Extract to read section start

Eating and Being   /   Fall 2019   /    Thematic: Eating and Being

You Are What You (Don’t) Eat

The personal diet has become not only a cult; it has become a political statement.

James McWilliams

Geo Images/Alamy Stock Photo.

In the summer of 2016, James and Becca Reed, a lower-income couple living in Austin, Texas, decided it was time to save their lives. The Reeds, married more than twenty-five years, had become morbidly obese, diabetic, and depressed. They were taking a combined thirty-two medications. Only in their early fifties, they had arrived at this condition via a well-trod path: They ate their way into it. They did no more than consume what the American food industry not only offers in abundance—salt, starch, and sweetness—but also encourages us to eat.

As nearly 40 percent of the adult US population can attest, it doesn’t take a lot of time, effort, or expense for the consequences of the American way of eating to add up.11xCraig M. Hales, Margaret D. Carroll, Cheryl D. Fryar, and Cynthia L. Ogden, Prevalence of Obesity among Adults and Youth: United States, 2015–2016 (Hyattsville, MD: National Center for Health Statistics, 2017), 1. Retrieved from https://www.cdc.gov/nchs/data/databriefs/db288.pdf. A steady diet of processed and fast food, oversized restaurant meals, and “favorited” takeout options can quickly make the average American a victim of the growing obesity epidemic. Considering that the Reeds live paycheck to paycheck, and given what we know about the strong link between economic disadvantage and poor eating choices, I was especially intrigued when a friend, who knew James and Becca from church, told me about this really interesting couple getting ready to reclaim their health in a dramatic way.

With disarming generosity, the Reeds opened their lives to me as they undertook their mission. For three months I followed and documented their progress, meeting with them several times a week, usually at the small gym they attended (on the gym owner’s dime) to talk as they exercised. What they did was both miraculous and subversive. The miraculous part is in the numbers. Becca’s blood sugar level dropped from an alarming 200 milligrams per deciliter (mg/dL) to a very normal 80 mg/dL; James’s cholesterol went from well over a borderline 200 mg/dL to a safe 153; both were losing 15 to 20 pounds a month. They reversed their diabetes—Becca’s score on the glycated hemoglobin test (6.5 or higher indicates the presence of diabetes) plummeted from 9.75 to 5.8—and stopped taking most of their medications. With remarkable efficiency, the Reeds did as planned. They saved their lives.

Extract to read section end
Information shown section start

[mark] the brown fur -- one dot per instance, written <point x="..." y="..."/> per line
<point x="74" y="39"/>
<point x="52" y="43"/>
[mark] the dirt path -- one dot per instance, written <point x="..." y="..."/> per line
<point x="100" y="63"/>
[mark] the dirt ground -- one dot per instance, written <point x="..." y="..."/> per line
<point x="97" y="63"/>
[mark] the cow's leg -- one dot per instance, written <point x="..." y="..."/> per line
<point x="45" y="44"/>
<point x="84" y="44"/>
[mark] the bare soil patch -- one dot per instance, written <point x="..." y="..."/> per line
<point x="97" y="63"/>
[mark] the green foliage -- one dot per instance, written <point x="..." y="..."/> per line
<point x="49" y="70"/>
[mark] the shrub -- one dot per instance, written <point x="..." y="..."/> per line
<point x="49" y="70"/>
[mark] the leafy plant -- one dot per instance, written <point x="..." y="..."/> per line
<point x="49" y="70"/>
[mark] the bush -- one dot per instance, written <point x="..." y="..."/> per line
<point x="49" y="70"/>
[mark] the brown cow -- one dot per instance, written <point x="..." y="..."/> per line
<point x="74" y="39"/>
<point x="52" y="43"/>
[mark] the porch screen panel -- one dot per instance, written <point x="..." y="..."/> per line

Information shown section end

● Problems and tasks
a) Answer these questions from the diet article above the listing:
(i) How many medications were the Reeds taking between them?
(ii) What share of the adult US population does the article give in the sentence beginning "As nearly"?
(iii) What were Becca's glycated hemoglobin scores before and after?
b) Rewrite the diet article's paragraph beginning "With disarming generosity" as a shorter list that keeps its main facts.

● Answers for the tasks
a)
(i) Thirty-two.
(ii) Nearly 40 percent.
(iii) It fell from 9.75 to 5.8.

b)
- For three months the author followed the Reeds, meeting them several times a week, usually at their gym.
- Becca's blood sugar fell from 200 mg/dL to 80 mg/dL.
- James's cholesterol dropped from well over 200 mg/dL to 153.
- Each lost 15 to 20 pounds a month.
- They reversed their diabetes, with Becca's glycated hemoglobin score falling from 9.75 to 5.8.
- They stopped taking most of their medications and saved their lives.